** WORK ITEM A **
From the bushcraft notes, list each thing the text suggests adding to or doing with the arbor under the lime to make it a shelter.
** WORK ITEM B **
Extend the bushcraft notes, picking up right after their final sentence.

** STUDY TEXT **
##############################

I found this excellent little arbor under the epicormic growth of a large Lime (Tilia spp). The ground was bone dry even after raining all day today.

It is enclosed on 3 sides and well sheltered. A bed and a fire for warmth or enclose it completely and you have a excellent shelter.

There is plenty of leaf debris for insulation and lime is of course one of the best for friction fire.

In a survival situation a place like this can save you a lot of effort.

Keep your eyes peeled.

Friday, 3 February 2012


I am currently being followed around by a friendly bullock. Although by the size of him I think they might have left him something.
Luckily I have my mora with me for protection lol.

Thursday, 2 February 2012


A nice little find in february. Full of vitamin C. There are hairs inside the hip which must be discarded.

Good for a tea or roasted in the fire.

More useful rubbish

A solid big pan full of leaves and water. The disc is not a lid but a sheet of ice from the top. Cool.

##############################

** DATASET RECORDS **
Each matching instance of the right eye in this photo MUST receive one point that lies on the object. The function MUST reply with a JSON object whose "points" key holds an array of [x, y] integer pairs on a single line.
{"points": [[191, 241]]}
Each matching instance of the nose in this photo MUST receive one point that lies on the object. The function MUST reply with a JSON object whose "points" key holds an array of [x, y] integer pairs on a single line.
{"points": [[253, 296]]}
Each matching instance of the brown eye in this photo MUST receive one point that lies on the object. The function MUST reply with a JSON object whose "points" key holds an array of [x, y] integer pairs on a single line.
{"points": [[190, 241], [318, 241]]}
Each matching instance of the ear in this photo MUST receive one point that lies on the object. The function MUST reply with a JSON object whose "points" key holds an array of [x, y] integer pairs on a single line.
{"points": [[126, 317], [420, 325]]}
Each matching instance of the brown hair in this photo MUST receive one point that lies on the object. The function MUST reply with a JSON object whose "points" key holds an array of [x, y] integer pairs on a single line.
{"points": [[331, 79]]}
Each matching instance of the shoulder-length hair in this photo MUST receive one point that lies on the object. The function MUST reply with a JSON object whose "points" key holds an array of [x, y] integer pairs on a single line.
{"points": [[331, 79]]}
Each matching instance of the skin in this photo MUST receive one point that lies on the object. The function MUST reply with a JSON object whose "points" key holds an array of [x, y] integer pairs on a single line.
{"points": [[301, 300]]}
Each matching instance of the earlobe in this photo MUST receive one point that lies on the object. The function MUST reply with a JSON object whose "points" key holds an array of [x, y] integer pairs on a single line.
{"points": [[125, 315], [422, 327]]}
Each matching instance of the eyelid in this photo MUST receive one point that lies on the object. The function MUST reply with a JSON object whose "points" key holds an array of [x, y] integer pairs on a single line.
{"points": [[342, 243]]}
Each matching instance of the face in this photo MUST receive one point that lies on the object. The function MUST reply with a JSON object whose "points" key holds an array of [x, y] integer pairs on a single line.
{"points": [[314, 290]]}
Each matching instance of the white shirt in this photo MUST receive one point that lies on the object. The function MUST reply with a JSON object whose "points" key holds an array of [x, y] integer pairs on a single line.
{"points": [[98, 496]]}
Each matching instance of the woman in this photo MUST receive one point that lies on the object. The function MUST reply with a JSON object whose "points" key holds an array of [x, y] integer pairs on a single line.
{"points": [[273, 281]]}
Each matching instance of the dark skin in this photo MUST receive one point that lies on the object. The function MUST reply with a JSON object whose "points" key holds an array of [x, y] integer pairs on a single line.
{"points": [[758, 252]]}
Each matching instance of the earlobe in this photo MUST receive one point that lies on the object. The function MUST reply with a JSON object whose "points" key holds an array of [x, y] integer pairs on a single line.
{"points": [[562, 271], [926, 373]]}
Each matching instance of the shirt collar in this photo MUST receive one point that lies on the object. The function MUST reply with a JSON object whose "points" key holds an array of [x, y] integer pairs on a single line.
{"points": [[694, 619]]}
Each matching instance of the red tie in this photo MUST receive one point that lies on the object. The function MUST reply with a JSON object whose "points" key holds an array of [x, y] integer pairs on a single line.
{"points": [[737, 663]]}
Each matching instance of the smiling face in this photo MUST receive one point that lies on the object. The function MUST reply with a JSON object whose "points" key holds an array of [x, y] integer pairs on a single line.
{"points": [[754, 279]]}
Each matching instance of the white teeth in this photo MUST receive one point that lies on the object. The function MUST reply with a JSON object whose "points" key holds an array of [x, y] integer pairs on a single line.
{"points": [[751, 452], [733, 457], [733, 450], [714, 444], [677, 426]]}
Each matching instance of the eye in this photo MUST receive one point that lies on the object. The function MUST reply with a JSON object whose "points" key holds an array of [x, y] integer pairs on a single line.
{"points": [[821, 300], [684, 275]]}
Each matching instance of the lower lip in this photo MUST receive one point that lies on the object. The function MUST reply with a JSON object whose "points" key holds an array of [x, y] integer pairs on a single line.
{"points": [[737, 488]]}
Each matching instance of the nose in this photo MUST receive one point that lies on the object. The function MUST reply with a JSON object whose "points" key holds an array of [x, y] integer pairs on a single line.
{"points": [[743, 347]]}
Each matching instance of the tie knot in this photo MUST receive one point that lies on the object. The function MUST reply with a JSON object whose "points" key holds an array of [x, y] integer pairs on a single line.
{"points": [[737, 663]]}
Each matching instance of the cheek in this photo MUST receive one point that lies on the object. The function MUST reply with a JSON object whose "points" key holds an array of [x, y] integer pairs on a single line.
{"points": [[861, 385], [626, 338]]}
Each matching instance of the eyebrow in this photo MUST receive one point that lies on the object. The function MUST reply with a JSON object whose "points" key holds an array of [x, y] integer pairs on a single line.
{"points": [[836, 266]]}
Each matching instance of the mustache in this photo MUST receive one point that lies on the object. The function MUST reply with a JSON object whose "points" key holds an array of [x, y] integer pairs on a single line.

##############################

** ANSWER AREA A **
- A bed
- A fire for warmth
- Enclosing it completely

** ANSWER AREA B **
Wednesday, 1 February 2012

Our permanent shelter


Been out to our woodland. We started work on a more permanent shelter to use while we are there.

Ancient beech woodland


I have the great pleasure of wandering through an enchanting beech wood today. The sunlight is coming through the canopy and sees off the chill of the 2 degree temperature.

Now to get the bacon cooking for lunch. Washed down by hot sweet coffee.

The only problem is that the woodland is often the walk of choice for mental health patients so I might get a visitor or two. Lucky I brought a spare cup eh.